- **Work order**
Everything in the data below is left aside except the lines from the one containing "[locate] white line" through the one containing "[locate] wooden surface"; repeat those exactly.
........
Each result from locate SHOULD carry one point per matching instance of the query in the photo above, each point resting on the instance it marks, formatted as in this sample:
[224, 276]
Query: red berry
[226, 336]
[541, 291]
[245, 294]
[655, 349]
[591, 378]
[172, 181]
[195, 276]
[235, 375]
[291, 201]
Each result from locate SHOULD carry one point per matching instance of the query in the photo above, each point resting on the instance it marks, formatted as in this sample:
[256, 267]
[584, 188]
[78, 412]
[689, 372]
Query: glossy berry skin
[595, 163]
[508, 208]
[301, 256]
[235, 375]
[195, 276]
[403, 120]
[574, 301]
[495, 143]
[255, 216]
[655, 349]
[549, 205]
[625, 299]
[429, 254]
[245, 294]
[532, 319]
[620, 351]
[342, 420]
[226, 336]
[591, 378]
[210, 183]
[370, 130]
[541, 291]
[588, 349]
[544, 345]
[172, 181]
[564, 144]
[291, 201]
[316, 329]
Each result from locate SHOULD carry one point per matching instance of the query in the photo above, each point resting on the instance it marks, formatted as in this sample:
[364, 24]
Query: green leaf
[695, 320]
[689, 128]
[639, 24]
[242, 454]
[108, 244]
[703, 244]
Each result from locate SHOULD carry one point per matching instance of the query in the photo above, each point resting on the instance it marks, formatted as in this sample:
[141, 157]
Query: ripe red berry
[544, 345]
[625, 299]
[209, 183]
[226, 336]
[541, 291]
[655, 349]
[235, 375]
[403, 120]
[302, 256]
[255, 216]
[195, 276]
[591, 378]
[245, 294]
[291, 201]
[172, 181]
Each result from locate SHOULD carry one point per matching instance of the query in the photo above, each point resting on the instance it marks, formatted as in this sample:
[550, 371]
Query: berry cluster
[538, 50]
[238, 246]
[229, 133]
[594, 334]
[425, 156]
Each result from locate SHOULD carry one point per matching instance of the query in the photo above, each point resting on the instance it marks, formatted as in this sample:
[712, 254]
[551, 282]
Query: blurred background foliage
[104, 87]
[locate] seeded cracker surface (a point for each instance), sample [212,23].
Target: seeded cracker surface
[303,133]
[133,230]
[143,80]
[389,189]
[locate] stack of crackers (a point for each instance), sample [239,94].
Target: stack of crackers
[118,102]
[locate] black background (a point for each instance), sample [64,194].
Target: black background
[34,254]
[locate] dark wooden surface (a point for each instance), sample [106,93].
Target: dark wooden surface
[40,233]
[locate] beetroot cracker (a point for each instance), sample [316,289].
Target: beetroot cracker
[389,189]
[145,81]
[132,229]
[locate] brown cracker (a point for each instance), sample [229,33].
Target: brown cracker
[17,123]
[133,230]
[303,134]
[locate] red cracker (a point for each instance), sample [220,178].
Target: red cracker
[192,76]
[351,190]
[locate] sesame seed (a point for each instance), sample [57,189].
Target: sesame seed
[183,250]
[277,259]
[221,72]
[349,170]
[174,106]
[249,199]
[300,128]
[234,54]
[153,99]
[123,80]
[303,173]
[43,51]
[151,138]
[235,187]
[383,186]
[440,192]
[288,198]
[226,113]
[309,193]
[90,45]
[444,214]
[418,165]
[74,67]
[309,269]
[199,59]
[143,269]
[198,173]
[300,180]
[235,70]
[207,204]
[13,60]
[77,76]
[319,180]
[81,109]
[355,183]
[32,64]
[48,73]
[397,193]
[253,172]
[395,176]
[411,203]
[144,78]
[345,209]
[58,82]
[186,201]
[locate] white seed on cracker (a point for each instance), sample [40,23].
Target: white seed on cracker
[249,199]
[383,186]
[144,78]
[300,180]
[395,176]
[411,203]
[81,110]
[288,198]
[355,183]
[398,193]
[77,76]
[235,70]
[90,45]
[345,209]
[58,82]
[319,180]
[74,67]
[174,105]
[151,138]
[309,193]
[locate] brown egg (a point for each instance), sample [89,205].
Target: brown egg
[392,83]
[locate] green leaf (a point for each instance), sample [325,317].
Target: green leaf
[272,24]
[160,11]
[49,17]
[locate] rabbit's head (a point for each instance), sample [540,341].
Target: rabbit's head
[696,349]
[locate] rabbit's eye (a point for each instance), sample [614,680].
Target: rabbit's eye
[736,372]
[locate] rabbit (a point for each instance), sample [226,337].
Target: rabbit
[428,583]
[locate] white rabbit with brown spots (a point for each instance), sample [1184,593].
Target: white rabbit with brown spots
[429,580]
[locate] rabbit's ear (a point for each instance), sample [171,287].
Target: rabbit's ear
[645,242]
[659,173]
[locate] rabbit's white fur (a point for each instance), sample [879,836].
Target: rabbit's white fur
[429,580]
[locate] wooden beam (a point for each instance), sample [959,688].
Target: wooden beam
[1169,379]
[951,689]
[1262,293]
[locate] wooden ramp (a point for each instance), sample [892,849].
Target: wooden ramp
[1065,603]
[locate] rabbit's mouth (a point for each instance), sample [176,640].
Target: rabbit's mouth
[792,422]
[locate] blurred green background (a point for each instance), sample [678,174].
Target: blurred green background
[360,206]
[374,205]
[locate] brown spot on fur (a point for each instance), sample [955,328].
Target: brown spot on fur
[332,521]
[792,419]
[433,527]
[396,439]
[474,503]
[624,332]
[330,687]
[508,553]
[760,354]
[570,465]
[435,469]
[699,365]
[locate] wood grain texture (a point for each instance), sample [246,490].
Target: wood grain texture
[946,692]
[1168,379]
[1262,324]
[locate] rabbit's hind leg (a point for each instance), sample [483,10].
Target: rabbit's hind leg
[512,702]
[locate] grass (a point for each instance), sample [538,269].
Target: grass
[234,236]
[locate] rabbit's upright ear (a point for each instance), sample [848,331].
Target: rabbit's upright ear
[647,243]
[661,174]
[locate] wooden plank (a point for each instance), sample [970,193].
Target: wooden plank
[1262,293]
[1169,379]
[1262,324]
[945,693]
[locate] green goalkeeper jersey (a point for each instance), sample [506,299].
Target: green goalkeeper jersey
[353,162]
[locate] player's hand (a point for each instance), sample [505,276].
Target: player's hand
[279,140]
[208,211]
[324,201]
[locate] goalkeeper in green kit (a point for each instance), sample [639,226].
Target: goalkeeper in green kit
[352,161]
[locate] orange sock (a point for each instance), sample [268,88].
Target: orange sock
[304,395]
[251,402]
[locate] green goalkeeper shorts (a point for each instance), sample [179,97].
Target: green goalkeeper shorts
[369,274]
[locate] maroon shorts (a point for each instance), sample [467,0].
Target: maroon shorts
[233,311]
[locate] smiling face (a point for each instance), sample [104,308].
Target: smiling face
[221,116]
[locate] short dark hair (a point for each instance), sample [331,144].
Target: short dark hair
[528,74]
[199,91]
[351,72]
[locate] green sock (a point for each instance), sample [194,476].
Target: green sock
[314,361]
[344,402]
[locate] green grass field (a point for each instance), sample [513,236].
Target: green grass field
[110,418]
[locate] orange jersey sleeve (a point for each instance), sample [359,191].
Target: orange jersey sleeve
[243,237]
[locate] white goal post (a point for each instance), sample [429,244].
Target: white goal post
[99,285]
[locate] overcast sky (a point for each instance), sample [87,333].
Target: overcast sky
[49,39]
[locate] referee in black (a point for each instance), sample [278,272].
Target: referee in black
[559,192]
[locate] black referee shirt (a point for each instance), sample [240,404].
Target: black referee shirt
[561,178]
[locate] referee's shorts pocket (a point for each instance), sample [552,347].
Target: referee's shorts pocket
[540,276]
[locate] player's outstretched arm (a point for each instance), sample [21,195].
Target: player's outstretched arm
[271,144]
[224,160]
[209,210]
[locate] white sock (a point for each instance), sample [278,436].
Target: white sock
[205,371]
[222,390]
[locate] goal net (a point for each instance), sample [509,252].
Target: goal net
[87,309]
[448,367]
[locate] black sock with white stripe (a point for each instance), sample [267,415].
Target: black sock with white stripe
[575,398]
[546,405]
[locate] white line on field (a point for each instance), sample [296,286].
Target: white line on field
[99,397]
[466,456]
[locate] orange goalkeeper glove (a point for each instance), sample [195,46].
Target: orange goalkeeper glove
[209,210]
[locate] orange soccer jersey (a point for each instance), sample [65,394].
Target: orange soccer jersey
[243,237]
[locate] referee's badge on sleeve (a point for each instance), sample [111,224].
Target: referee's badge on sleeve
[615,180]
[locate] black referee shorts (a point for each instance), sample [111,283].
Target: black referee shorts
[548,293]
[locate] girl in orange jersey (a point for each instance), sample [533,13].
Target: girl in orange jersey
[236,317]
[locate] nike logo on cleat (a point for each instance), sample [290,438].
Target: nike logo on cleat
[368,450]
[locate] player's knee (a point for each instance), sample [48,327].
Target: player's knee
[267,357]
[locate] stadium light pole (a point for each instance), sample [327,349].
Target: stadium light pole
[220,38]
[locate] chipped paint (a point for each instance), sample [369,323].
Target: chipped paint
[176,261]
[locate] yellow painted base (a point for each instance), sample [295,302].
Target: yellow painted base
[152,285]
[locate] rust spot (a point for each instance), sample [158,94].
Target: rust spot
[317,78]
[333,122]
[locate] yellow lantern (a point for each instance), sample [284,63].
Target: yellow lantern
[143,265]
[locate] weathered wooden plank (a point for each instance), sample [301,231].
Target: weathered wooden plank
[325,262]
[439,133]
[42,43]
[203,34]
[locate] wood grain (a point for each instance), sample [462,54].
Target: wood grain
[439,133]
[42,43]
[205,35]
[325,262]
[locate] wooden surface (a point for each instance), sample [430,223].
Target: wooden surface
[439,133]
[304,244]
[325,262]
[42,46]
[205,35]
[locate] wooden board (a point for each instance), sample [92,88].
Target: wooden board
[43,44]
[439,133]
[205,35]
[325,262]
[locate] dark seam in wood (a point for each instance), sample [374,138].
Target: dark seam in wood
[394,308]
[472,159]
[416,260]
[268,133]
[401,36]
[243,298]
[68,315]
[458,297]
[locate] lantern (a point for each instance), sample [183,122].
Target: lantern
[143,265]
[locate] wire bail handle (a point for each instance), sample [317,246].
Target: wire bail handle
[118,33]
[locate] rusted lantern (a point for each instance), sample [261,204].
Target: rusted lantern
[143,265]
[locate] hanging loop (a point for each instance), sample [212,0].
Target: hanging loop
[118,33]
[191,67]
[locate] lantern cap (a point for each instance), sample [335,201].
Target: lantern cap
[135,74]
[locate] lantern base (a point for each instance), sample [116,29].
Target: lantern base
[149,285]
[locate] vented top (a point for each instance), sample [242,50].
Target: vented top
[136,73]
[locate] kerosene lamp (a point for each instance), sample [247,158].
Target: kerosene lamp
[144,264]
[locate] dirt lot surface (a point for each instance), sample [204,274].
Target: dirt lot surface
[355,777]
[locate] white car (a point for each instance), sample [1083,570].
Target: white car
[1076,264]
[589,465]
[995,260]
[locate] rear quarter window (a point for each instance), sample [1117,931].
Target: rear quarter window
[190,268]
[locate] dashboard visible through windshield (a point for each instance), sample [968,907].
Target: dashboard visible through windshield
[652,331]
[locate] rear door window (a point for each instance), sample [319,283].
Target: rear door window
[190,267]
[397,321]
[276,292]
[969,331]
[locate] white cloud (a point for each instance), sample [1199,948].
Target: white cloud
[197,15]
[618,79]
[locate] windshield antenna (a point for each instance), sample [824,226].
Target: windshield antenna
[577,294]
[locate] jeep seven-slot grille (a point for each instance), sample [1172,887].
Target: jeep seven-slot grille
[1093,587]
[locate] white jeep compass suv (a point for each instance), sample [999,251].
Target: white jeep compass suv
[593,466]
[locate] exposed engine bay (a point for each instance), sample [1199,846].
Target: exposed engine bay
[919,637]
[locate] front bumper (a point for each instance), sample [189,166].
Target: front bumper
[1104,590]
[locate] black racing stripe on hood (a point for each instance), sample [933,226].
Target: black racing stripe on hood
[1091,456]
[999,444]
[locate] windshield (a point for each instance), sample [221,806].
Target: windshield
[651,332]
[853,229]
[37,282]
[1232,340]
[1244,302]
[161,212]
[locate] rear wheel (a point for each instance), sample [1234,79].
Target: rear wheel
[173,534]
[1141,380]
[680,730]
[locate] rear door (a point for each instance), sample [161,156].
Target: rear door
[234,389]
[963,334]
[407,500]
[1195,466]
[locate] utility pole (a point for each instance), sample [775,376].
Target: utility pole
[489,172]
........
- **Answer section**
[locate] white line on field (a point for each instance), sample [296,286].
Target: white line on field
[99,397]
[466,456]
[locate] orange goalkeeper glove (a point for each instance), sample [195,46].
Target: orange goalkeeper glove
[209,210]
[locate] orange soccer jersey (a point for each instance), sample [65,394].
Target: orange soccer jersey
[243,237]
[locate] referee's badge on sleeve (a point for each instance), sample [111,224].
Target: referee's badge on sleeve
[615,180]
[locate] black referee shorts (a point for each instance), sample [111,283].
Target: black referee shorts
[548,293]
[locate] girl in orange jersey (a point for each instance), sample [533,13].
Target: girl in orange jersey
[236,317]
[locate] nike logo on cleat (a point for each instance), sample [290,438].
Target: nike logo on cleat
[368,450]
[locate] player's knee (a point for each instance), sample [48,327].
Target: player's knee
[267,357]
[locate] stadium light pole (a point for each instance), sample [327,349].
Target: stadium light pole
[220,38]
[locate] chipped paint (a point for each instance), sample [369,323].
Target: chipped paint
[176,261]
[locate] yellow painted base (a point for each instance), sample [295,302].
Target: yellow painted base
[152,285]
[locate] rust spot (a point for each instance), sample [158,94].
Target: rust spot
[317,78]
[333,122]
[locate] yellow lantern (a point for each instance), sample [284,63].
Target: yellow lantern
[143,265]
[locate] weathered wooden plank (a point for each instance), sample [301,231].
Target: weathered wooden plank
[325,262]
[439,133]
[42,43]
[203,34]
[locate] wood grain (a point for each instance), sample [462,54].
Target: wood grain
[439,133]
[42,43]
[205,35]
[325,262]
[locate] wooden surface (a point for each instance), sample [430,223].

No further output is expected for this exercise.